__The exercise__:
Answer these questions using the Solr thread below:
1. In the sample log messages, which document is shown being deleted?
2. What was found to be causing the problem?
3. What was the pk value changed to in order to solve it?

__Provided text__:
■ ■ ■ ■ ■
Can you see something like the following "Completed DeletedRowKey for Entity"
and then "Deleting document: ID-1" in your solr log?

(sample messages from my Solr log)
Dec 4, 2010 8:25:40 PM org.apache.solr.handler.dataimport.DocBuilder collectDelta
INFO: Completed DeletedRowKey for Entity: product rows obtained : 2
   :
Dec 4, 2010 8:25:40 PM org.apache.solr.handler.dataimport.DocBuilder deleteAll
INFO: Deleting stale documents
Dec 4, 2010 8:25:40 PM org.apache.solr.handler.dataimport.SolrWriter deleteDoc
INFO: Deleting document: OVEN-2
   :

If you cannot find these messages, I think there is something incorrect
setting (but I couldn't find incorrect ones in your data-config.xml...).

Koji
-- 
http://www.rondhuit.com/en/

Re: Problem with DIH delta-import delete.

Posted by Matti Oinas <ma...@gmail.com>.
Problem was incorrect pk definition on data-config.xml

<entity name="blog"
                               pk="id"
                             .......
                       <field column="uuid" name="uuid"
template="blog-${blog.id}" />
                       <field column="id" name="blog_id" />

pk attribute needs to be the same as Solr uniqueField, so in my case
changing pk value from id to uuid solved the problem.


2010/12/7 Matti Oinas <ma...@gmail.com>:
> Thanks Koji.
■ ■ ■ ■ ■
__Records from a dataset__:
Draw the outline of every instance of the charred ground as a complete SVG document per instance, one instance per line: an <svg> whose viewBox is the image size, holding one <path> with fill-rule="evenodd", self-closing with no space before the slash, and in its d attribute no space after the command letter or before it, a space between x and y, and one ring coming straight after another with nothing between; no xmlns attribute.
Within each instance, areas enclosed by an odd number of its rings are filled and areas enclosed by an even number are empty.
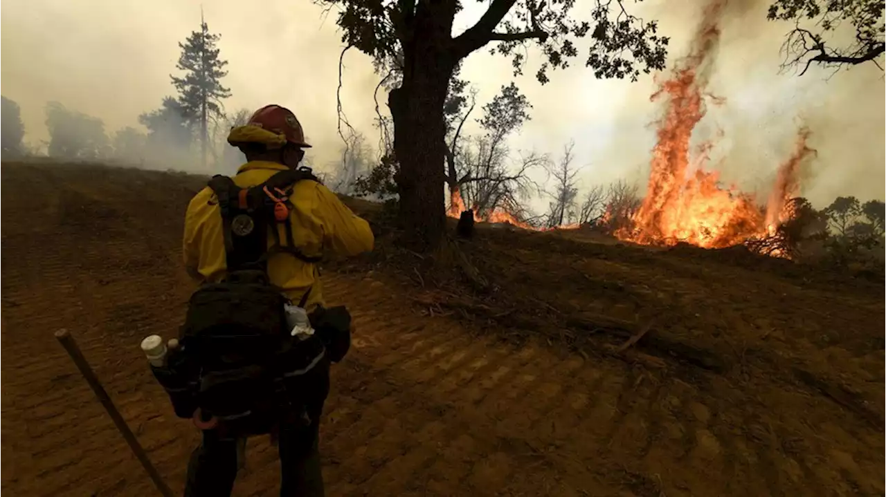
<svg viewBox="0 0 886 497"><path fill-rule="evenodd" d="M175 333L193 287L182 217L204 184L0 165L0 493L152 492L60 327L181 486L196 436L136 345ZM324 264L358 326L326 409L330 495L886 493L882 284L483 225L431 258L348 202L378 241ZM274 494L275 454L250 450L237 494Z"/></svg>

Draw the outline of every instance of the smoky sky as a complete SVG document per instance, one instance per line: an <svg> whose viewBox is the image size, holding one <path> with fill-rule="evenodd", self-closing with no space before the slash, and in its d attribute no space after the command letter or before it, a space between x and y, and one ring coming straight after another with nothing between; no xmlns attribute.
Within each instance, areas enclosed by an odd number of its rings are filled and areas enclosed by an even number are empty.
<svg viewBox="0 0 886 497"><path fill-rule="evenodd" d="M579 0L576 11L582 15L589 4ZM659 32L672 37L669 66L688 50L704 4L629 3L642 18L658 19ZM814 67L803 77L780 74L779 50L791 26L767 21L766 7L765 1L732 0L724 14L707 91L725 102L708 105L694 137L715 143L709 166L742 187L765 189L805 125L819 155L804 175L804 195L820 206L837 195L886 197L886 166L880 159L886 142L879 140L886 108L882 73L859 65L835 74ZM467 3L456 30L483 8ZM137 126L138 114L173 94L169 74L177 73L177 43L198 27L200 9L198 0L31 0L27 8L0 0L0 95L19 103L32 142L47 137L47 101L101 118L109 134ZM319 6L295 0L215 0L204 3L203 11L210 30L221 34L219 48L229 61L223 82L233 96L225 102L227 110L286 105L315 145L314 163L334 161L340 148L335 90L342 49L335 12L324 17ZM583 187L618 178L642 184L663 105L649 96L656 79L667 72L634 83L598 80L579 57L541 86L533 76L539 54L528 53L525 75L516 79L510 62L486 50L471 55L462 70L480 103L515 80L529 96L532 119L511 147L556 157L572 139L576 163L584 166ZM366 56L346 56L343 108L369 142L377 136L371 125L377 80ZM384 95L380 100L385 109Z"/></svg>

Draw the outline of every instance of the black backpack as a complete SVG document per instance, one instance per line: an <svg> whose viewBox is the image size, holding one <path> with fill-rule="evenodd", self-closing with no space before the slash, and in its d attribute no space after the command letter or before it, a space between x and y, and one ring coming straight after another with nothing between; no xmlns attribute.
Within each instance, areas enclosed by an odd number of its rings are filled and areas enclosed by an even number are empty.
<svg viewBox="0 0 886 497"><path fill-rule="evenodd" d="M248 188L222 175L209 181L222 218L228 271L223 281L205 284L191 295L180 343L196 370L194 401L202 419L215 417L226 431L266 433L286 417L303 417L302 393L310 389L305 382L328 360L316 335L291 335L284 310L289 301L267 272L268 256L276 252L307 263L319 260L304 256L293 242L288 196L302 180L316 178L300 168ZM276 241L269 248L268 230Z"/></svg>

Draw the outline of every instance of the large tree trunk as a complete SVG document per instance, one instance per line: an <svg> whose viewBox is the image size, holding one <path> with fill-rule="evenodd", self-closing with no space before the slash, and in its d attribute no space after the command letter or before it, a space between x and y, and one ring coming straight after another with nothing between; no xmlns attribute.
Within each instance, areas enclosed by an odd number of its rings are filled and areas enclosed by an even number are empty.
■ ■ ■ ■ ■
__Solution for this task__:
1. OVEN-2
2. An incorrect pk definition in data-config.xml
3. uuid (changed from id)